A wind-up motor so it'll run round and around the swimming pool - until you can sink it with an elastic superhero catapult!

Friday, April 28, 2017

S is for Something Borrowed

I found a bunch of old photographs from about 10 years ago hiding in one of the Timpo folders on the dongle, so we'll be looking at them in the weeks to come, starting with these; the Timpo Mexican bandits from the wild west range.
The Mexicans came in three skin versions, brown (left hand figure above; late production?), a sort of pallid, sickly, zombie-flesh colour (right hand figure; early production?) and the standard Timpo pink (Friday production!?, I have no idea if there is any other significance (beyond being a vague dating aid) to this, but obviously the hands need to be matched to a same-colour head if you're building them up from bits, out of odd lots on evilBay!

The below shots were all taken at the same time while I was working for a Toy Dealer and were shot from a crate with several hundred figures in it, which had come-in from a hundred sources over the previous 15-odd years. It was obvious that while you will find various combinations of torso and legs, there were six 'standard' mixes, obviously from the main production batches, so I photographed a sample of them.

My favourite when we were kids, he's just gonna' do a bit o' killin' un robbin' on the way to the disco! Check-out those threads man - too cool for dance-school!

**Data segment**.
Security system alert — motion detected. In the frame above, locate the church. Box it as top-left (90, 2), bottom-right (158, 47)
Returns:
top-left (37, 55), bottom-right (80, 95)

**Instructions**.
**1.** In the post about Timpo Mexican bandit figures, how many "standard" mixes of torso and legs did the writer find in the crate?
**2.** From the post about Timpo Mexican bandit figures, print the stretch from "The Mexicans came" through "lots on evilBay!".
**3.** Carry on the post about Timpo Mexican bandit figures from where it stops.

**Per-task answers**.
**1.** Six.

**2.**
The Mexicans came in three skin versions, brown (left hand figure above; late production?), a sort of pallid, sickly, zombie-flesh colour (right hand figure; early production?) and the standard Timpo pink (Friday production!?, I have no idea if there is any other significance (beyond being a vague dating aid) to this, but obviously the hands need to be matched to a same-colour head if you're building them up from bits, out of odd lots on evilBay!

**3.**
 Another sharp-dressed man!

 Note - standard pink hands on two of them.

This lot is the 'exception to the rule' having both brown or black holsters (at a 50/50'ish ratio), and a 'new' set of legs with a single holster, which I think are taken from the cowboy range?

They were all shot without heads as A) it would have taken all day to colour-match them all with the hands and B) there was no 'rule' as to the hats colour - the hats come in more that six colours, shades vary over time and sometimes they got the bandit head to boot - so they were going to be photographed separately (these were for another book project which never happened), something I don't seem to have got round to!

S is for Something Blue

It don't get bluer than this, I can't remember where I picked this up, some evening train-fair in a school hall probably! But a fascinating 'artifactal' thing nonetheless.

It is basically crêpe plastic! A sheet of shopping-bag type polyethylene has been run though the paper crêpeing [spellcheck says 'crêpey'!] machine (interlocking-rollers?), probably with some heat in the mix, and when cooled you have a brilliant water surface for model railways, that glistens like you want to dive-in!

'Something borrowed' later today!

Thursday, April 27, 2017

S is for Something-else!

I'm having a lazy week and this is supposed to be a post on Clifford and Guiterman-branded fire engines, but I haven't even sorted the images out, let alone got the text done (I was sorting the letter i's for the A-Z; 270+ and counting!), so here's something I picked-up in a discount store this week.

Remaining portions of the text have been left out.